▶ **Set exercise**: Convert every line from the start of the lines below through the line holding "130 79 L 133", inclusive, into a JSON list of strings with one string per line, leaving out blank lines.
#### Input data
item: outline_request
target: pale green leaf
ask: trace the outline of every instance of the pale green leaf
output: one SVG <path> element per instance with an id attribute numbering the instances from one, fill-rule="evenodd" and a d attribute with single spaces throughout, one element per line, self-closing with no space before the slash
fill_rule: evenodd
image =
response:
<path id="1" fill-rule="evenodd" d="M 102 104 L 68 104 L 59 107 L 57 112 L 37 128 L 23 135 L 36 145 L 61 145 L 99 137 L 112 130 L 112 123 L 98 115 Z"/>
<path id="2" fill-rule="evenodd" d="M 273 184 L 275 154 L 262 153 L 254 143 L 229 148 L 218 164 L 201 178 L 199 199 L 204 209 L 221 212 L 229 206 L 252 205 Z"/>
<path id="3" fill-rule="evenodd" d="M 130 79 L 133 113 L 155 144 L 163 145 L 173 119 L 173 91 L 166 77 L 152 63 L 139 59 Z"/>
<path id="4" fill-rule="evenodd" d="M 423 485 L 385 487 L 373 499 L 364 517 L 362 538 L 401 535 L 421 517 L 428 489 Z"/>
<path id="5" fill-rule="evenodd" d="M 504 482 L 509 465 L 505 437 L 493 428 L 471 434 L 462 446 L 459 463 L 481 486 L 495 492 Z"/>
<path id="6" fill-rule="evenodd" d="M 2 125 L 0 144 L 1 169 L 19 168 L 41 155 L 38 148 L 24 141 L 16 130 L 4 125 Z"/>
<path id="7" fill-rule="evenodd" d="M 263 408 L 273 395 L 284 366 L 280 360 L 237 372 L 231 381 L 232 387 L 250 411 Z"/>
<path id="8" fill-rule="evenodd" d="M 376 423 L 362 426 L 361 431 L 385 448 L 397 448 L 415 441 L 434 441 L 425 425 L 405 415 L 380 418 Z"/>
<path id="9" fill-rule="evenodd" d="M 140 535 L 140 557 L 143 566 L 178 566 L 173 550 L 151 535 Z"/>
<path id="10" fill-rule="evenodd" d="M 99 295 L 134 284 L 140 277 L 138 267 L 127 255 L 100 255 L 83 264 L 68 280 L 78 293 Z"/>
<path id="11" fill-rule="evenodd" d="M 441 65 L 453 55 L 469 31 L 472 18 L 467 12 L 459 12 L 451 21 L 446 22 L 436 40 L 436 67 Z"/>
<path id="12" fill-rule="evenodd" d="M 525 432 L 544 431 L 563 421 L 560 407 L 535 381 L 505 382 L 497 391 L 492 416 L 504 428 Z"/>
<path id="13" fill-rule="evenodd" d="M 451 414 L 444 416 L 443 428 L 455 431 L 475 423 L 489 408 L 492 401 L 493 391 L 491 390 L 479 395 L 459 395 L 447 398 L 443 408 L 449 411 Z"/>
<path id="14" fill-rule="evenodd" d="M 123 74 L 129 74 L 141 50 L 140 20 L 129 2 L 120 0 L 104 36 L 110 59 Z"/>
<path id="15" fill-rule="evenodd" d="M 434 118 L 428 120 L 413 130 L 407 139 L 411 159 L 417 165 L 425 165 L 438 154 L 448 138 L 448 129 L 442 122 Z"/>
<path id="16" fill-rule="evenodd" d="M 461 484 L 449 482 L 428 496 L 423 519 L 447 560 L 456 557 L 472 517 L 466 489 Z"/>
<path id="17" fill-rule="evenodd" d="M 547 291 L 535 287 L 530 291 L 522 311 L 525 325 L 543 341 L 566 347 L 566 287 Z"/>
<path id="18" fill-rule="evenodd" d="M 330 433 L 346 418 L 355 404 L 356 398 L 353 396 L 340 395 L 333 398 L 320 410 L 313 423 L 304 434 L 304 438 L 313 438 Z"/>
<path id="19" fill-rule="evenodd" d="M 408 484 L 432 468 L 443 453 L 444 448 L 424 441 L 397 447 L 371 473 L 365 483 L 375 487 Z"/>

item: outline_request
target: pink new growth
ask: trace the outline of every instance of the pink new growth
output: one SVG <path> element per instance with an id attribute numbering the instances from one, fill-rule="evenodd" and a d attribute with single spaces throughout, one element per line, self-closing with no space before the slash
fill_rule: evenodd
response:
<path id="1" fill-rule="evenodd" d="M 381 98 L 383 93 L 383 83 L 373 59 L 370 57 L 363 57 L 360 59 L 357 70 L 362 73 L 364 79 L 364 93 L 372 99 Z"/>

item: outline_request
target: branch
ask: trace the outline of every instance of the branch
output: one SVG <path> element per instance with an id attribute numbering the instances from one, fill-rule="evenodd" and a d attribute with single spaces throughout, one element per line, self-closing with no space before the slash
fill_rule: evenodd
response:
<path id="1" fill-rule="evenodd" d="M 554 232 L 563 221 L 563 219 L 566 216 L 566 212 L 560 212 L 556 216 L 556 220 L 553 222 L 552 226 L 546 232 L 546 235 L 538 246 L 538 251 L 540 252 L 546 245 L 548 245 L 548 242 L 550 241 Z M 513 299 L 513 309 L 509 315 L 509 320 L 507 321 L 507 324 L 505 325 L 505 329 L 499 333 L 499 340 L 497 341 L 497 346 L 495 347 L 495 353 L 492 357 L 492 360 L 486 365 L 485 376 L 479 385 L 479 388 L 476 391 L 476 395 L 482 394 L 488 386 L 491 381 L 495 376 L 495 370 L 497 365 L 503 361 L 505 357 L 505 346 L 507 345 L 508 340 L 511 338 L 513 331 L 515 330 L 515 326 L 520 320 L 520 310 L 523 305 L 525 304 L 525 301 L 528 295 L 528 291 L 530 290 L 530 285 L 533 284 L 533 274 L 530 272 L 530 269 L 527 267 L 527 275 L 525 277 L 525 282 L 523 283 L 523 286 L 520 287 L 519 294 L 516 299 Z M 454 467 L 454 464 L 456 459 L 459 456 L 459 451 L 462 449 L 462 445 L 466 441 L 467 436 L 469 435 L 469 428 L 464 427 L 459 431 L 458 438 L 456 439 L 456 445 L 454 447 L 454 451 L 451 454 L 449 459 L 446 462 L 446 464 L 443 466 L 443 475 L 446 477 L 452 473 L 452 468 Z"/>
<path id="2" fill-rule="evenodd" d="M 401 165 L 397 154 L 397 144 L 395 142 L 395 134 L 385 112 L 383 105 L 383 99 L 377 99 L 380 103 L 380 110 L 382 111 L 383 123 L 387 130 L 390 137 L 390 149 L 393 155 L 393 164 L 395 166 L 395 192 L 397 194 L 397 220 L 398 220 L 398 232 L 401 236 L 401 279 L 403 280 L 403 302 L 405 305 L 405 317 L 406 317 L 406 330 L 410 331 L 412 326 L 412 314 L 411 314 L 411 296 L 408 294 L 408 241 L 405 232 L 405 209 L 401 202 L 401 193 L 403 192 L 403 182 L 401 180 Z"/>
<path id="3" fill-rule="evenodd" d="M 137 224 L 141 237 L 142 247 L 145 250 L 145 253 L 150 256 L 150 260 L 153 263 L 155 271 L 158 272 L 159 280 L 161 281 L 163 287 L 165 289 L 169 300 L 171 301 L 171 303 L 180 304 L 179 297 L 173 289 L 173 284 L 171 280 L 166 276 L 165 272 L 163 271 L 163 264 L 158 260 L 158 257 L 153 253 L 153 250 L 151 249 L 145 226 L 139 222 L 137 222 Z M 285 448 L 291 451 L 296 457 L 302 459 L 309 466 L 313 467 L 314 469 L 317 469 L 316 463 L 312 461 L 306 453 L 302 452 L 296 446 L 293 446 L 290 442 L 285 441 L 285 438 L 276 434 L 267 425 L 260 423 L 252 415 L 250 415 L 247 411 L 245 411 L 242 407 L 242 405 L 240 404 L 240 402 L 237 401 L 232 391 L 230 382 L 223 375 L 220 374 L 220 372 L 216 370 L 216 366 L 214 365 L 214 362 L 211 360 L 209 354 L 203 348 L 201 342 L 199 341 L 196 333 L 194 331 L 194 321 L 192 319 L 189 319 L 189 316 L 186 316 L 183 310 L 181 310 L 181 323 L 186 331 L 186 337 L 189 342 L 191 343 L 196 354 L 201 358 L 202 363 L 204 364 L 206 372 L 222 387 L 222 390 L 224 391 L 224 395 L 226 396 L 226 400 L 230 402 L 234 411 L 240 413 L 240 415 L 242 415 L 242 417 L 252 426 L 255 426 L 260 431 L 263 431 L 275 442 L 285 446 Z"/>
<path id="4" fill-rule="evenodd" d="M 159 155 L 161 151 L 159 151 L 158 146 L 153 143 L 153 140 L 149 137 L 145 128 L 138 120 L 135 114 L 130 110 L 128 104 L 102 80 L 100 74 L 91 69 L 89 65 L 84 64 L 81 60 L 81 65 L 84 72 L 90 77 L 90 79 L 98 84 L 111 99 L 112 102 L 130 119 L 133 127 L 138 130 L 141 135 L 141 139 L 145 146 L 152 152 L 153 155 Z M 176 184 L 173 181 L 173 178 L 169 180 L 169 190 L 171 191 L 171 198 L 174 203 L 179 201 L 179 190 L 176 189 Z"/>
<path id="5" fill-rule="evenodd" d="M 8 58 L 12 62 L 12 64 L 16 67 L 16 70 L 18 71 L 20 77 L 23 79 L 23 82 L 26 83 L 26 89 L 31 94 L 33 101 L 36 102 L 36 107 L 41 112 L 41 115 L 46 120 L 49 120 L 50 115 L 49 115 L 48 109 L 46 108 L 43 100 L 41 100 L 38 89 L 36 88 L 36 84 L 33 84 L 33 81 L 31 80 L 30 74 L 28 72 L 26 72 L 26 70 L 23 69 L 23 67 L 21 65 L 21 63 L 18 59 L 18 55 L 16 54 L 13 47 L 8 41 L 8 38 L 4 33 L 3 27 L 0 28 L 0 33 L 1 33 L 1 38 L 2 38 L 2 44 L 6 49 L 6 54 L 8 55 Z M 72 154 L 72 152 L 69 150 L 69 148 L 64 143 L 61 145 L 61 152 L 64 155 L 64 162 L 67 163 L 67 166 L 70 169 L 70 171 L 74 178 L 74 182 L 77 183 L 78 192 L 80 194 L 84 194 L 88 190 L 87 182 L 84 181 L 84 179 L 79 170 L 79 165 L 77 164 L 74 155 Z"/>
########
▶ **Reply to the task**:
[
  "item: outline_request",
  "target: pale green leaf",
  "ask: trace the outline of every instance of the pale green leaf",
  "output: one SVG <path> element per instance with an id attribute numbering the instances from one, fill-rule=\"evenodd\" and a d attribute with single spaces throughout, one element per line, self-closing with no space before the slash",
  "fill_rule: evenodd",
  "image =",
  "response:",
  "<path id=\"1\" fill-rule=\"evenodd\" d=\"M 102 104 L 68 104 L 59 107 L 57 112 L 37 128 L 23 135 L 36 145 L 61 145 L 99 137 L 112 130 L 112 123 L 98 115 Z\"/>",
  "<path id=\"2\" fill-rule=\"evenodd\" d=\"M 273 184 L 275 154 L 262 153 L 254 143 L 229 148 L 218 164 L 201 178 L 199 199 L 204 209 L 221 212 L 229 206 L 252 205 Z\"/>",
  "<path id=\"3\" fill-rule=\"evenodd\" d=\"M 130 79 L 133 113 L 155 144 L 163 145 L 173 119 L 173 91 L 166 77 L 152 63 L 139 59 Z\"/>"
]